■ WRITTEN INSTRUCTION
Quote all of the entries word for word.

════════════════════

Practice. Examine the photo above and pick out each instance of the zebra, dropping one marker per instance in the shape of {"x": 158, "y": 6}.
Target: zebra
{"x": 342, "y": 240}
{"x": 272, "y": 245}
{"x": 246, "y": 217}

════════════════════

■ OUTPUT FOR THIS TASK
Practice. Examine the photo above and pick out each instance of the zebra, dropping one marker per instance in the shape of {"x": 158, "y": 6}.
Target: zebra
{"x": 342, "y": 240}
{"x": 272, "y": 245}
{"x": 246, "y": 217}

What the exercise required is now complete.